» Work instructions: Below are some records. Print exactly the lines between the one holding "Target: mets logo on jersey" and the one holding "Practice step: indicate the stadium wall", inclusive, and nothing else.

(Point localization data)
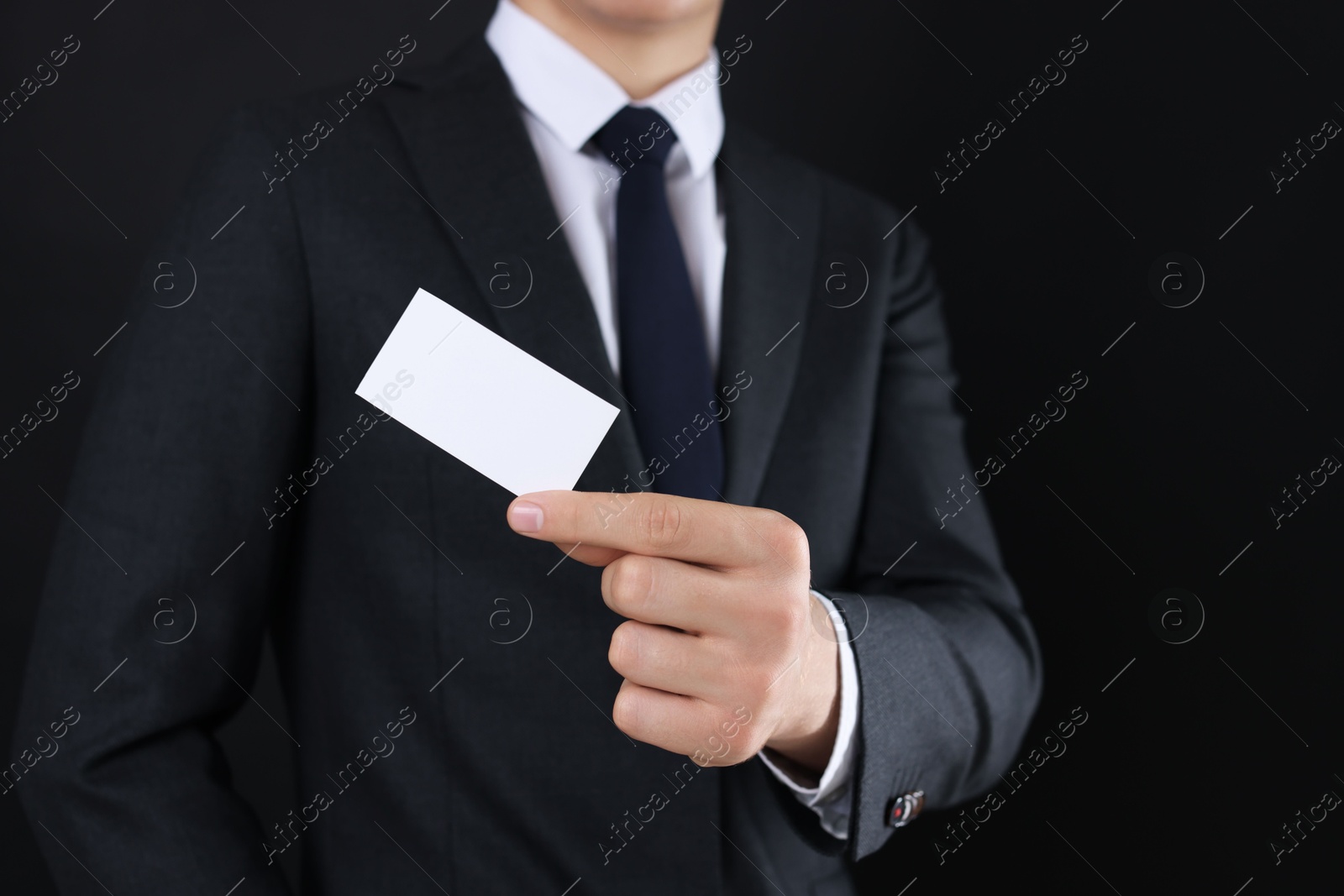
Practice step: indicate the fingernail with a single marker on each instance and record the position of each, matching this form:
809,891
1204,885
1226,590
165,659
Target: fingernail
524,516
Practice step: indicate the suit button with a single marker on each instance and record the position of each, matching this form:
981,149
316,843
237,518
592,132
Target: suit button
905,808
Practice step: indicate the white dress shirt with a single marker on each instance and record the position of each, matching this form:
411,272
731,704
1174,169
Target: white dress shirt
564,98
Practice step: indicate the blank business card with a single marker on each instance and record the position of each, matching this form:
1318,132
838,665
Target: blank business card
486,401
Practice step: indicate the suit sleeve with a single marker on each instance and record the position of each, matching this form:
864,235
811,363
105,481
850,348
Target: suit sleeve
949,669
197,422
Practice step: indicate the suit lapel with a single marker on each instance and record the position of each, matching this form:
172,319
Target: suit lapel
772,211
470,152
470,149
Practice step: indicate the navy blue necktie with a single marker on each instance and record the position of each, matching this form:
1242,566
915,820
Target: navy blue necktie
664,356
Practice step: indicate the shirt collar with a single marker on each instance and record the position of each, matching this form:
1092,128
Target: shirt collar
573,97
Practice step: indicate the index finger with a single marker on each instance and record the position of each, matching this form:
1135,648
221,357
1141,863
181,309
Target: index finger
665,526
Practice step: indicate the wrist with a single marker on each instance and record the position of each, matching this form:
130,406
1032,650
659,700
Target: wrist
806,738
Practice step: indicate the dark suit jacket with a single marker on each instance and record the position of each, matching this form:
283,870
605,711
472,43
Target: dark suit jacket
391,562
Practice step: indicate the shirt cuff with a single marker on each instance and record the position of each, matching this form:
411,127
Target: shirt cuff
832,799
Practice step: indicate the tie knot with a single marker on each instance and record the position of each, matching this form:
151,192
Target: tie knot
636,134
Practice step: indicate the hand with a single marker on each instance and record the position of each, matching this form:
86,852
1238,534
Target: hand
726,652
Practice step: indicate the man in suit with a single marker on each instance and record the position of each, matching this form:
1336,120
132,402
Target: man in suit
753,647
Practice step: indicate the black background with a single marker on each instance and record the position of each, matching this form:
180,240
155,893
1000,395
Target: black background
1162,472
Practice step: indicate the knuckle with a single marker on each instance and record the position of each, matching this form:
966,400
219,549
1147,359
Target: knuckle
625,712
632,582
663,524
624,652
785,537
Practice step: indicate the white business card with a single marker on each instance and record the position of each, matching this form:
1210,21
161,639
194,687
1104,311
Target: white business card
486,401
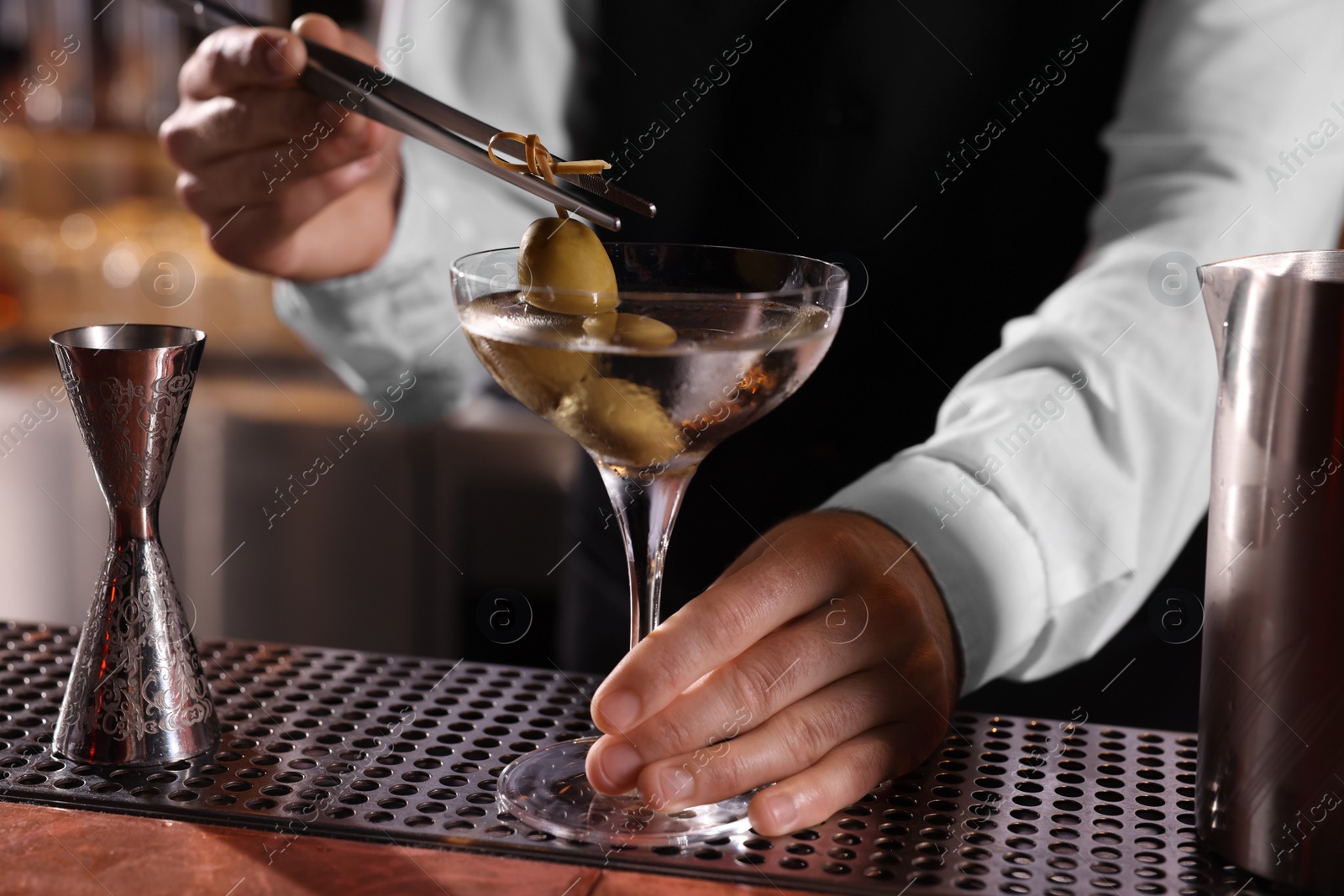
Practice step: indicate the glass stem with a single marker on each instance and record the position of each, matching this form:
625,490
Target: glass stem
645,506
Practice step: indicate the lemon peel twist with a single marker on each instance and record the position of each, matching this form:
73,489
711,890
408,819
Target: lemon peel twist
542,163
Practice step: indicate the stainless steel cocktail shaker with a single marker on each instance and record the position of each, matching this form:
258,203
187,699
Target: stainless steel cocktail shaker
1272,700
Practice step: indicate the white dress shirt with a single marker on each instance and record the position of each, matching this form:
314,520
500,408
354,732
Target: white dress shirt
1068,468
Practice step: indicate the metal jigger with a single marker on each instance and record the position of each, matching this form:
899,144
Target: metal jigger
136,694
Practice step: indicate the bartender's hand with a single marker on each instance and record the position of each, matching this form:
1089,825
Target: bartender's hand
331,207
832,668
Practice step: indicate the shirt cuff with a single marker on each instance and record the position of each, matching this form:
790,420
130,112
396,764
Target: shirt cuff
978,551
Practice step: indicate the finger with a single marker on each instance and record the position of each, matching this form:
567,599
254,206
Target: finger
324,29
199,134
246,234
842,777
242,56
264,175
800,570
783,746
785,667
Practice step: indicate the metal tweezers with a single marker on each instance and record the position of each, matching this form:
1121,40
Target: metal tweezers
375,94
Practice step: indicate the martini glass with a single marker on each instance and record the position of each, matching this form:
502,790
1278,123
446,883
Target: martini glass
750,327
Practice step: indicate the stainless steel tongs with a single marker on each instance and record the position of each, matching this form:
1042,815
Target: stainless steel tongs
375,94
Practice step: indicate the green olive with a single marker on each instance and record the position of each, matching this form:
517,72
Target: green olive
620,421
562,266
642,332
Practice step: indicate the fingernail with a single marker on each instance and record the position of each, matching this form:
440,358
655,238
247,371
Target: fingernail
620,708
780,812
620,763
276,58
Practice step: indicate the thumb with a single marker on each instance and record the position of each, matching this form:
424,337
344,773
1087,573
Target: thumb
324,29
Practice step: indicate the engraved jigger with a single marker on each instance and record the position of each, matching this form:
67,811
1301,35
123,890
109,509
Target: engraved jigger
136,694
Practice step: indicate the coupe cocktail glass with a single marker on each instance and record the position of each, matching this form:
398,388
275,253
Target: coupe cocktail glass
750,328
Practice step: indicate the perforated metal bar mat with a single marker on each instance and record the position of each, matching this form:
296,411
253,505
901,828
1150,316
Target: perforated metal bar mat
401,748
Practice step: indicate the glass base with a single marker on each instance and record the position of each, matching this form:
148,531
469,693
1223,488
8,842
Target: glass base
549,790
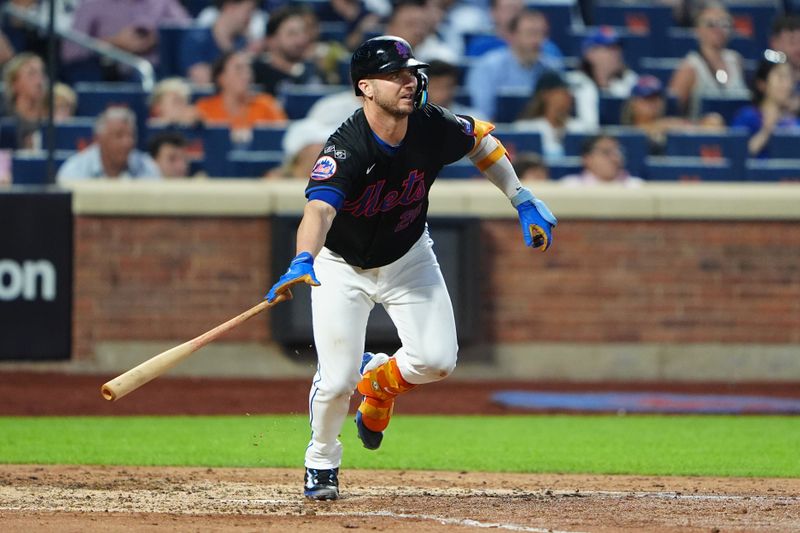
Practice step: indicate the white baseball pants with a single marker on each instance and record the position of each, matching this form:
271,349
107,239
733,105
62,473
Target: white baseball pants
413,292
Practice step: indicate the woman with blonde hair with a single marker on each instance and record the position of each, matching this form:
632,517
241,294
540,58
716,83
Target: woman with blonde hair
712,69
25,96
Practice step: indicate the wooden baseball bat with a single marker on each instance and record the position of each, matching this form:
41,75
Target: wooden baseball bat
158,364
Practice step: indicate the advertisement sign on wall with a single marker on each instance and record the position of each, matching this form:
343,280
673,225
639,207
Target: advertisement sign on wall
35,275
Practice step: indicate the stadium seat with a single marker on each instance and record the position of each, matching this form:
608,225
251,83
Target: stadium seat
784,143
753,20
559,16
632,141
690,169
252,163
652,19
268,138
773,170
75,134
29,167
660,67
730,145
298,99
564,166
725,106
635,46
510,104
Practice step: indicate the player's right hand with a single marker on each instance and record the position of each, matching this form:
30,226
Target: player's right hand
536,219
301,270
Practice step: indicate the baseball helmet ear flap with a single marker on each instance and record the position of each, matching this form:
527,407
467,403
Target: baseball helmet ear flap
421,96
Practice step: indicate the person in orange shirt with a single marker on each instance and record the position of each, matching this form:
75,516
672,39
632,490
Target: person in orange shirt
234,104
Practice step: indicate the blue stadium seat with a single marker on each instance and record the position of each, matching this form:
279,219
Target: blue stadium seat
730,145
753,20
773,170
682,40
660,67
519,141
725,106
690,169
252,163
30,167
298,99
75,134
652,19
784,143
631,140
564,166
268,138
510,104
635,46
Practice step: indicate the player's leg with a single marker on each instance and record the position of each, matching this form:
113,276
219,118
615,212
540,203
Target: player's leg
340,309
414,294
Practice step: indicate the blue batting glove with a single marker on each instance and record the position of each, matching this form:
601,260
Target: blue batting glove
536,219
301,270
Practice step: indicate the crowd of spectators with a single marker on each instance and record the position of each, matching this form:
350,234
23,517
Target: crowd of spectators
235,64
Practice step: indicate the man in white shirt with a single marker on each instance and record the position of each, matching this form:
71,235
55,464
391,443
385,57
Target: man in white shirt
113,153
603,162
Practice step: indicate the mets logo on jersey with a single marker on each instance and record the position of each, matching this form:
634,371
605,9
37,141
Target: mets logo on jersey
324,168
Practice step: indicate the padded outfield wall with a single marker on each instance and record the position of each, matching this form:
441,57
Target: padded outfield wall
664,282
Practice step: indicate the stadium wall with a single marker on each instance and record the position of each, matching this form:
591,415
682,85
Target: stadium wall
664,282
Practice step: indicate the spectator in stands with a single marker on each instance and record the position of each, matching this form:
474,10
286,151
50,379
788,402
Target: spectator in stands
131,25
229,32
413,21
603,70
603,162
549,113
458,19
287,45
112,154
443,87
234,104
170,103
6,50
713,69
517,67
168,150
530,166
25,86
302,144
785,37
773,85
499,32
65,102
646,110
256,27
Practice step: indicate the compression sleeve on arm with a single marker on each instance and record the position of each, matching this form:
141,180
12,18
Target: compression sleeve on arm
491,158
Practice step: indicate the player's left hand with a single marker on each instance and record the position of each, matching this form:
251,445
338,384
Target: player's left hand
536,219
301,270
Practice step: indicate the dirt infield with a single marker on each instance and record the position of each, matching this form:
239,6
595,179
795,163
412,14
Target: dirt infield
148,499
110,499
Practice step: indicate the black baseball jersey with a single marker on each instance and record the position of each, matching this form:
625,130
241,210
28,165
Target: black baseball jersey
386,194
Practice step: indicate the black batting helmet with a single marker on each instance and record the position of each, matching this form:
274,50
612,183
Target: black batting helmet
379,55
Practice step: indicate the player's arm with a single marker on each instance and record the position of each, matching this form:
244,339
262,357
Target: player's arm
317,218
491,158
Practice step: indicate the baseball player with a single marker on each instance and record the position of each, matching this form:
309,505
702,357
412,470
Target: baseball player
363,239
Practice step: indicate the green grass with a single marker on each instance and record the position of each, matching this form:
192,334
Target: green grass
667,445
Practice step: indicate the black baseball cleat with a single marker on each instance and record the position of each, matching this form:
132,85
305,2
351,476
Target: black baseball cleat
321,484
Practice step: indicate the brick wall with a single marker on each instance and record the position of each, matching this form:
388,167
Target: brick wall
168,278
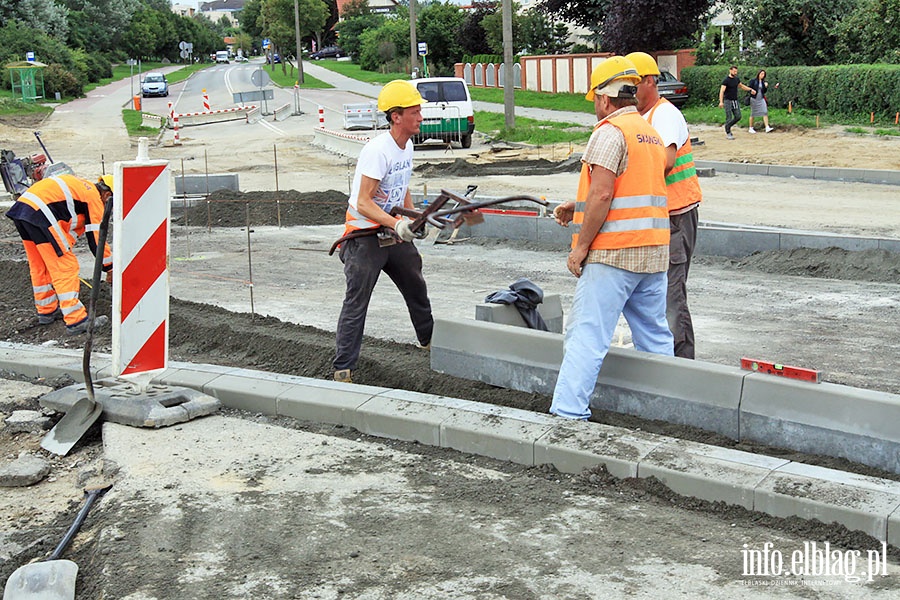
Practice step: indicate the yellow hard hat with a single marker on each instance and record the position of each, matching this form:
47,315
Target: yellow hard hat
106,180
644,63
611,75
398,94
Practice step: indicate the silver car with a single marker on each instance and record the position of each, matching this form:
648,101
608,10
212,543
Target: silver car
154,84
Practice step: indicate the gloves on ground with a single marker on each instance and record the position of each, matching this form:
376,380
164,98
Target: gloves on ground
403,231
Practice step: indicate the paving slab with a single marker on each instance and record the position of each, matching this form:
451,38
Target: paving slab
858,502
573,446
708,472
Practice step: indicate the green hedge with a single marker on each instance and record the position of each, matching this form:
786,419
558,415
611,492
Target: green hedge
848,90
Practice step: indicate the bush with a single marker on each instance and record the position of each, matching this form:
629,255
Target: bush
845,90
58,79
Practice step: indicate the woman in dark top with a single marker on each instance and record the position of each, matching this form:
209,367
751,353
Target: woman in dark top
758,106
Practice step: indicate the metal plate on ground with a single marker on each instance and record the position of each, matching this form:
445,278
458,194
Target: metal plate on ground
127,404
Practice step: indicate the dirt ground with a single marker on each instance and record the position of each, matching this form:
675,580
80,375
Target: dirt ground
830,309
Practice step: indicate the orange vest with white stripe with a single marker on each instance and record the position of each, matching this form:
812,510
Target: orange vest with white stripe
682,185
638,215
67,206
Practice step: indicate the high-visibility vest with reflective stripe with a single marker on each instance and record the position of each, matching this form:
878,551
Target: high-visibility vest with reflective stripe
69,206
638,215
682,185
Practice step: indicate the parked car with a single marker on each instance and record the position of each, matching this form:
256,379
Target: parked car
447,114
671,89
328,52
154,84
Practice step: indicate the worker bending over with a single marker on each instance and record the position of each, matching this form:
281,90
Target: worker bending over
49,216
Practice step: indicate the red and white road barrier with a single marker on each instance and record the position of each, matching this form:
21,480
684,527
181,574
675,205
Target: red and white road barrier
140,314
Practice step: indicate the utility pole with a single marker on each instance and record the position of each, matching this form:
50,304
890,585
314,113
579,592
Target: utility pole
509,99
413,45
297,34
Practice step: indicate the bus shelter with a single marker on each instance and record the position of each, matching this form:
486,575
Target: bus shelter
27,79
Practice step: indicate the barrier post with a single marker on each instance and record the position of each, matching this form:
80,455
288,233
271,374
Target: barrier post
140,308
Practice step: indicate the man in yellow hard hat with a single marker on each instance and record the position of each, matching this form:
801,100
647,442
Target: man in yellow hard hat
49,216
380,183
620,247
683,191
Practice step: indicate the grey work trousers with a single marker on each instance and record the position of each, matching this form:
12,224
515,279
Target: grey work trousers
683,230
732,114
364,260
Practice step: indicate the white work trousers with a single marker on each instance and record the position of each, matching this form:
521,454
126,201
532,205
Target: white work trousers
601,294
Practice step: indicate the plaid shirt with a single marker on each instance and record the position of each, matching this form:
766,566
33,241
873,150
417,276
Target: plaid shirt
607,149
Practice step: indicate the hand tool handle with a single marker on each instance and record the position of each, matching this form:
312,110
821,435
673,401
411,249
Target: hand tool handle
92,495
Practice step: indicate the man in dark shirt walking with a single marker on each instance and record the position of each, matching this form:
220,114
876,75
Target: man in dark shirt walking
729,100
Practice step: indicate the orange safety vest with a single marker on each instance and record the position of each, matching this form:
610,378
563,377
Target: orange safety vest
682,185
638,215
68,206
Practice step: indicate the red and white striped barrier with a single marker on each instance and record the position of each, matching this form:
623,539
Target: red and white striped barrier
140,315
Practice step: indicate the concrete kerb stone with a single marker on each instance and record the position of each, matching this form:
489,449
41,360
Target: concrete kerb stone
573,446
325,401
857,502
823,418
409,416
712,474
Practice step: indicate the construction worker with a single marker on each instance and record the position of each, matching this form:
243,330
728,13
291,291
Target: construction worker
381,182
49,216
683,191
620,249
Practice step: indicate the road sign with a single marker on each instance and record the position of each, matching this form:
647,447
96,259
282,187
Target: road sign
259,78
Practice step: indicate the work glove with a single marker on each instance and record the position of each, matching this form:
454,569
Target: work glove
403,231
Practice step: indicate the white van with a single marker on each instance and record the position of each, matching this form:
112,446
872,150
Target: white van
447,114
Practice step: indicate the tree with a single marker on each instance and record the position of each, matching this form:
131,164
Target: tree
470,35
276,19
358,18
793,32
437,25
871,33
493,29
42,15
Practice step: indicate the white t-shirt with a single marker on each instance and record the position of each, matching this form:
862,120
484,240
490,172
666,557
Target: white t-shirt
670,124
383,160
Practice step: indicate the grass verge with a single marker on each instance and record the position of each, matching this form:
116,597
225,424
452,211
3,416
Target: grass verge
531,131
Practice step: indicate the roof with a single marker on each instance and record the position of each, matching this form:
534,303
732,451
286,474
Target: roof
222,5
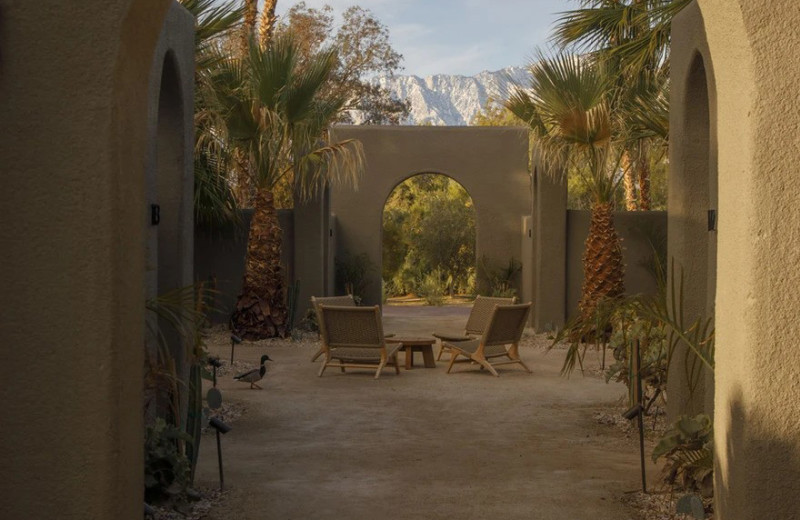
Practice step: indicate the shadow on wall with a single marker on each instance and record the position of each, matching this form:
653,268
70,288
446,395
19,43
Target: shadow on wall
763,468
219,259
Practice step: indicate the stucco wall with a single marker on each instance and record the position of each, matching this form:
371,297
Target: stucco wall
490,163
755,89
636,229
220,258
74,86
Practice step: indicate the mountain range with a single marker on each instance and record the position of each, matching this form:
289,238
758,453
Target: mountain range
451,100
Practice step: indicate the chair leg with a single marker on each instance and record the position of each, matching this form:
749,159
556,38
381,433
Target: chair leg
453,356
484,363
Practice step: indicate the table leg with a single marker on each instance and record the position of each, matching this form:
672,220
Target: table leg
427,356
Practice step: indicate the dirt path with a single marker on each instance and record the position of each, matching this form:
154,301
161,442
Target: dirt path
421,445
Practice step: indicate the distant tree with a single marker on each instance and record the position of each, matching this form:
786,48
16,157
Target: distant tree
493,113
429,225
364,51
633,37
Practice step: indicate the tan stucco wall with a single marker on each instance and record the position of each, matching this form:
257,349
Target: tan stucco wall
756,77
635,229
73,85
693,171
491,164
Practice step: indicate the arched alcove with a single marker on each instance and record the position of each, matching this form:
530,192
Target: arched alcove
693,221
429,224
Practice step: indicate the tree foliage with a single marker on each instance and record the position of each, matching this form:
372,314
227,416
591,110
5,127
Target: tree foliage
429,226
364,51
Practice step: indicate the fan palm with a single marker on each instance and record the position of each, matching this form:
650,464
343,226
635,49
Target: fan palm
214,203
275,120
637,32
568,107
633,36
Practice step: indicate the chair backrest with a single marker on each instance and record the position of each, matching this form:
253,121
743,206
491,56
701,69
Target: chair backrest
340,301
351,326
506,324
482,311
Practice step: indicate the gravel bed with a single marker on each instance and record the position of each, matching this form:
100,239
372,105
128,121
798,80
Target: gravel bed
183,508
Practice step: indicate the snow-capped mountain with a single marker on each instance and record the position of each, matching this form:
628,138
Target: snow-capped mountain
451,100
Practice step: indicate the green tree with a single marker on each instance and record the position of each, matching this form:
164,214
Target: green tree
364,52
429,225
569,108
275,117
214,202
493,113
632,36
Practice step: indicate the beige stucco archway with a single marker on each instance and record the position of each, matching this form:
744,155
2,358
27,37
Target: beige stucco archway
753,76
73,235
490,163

» Problem solution:
Target: mets logo on jersey
324,168
Practice step: indicate the padded outfield wall with a single marker on each instance and record the position of each, matching this form:
441,57
Target: padded outfield wall
664,282
Practice step: indicate the stadium wall with a single marker on each instance and record the position of each, matching this form:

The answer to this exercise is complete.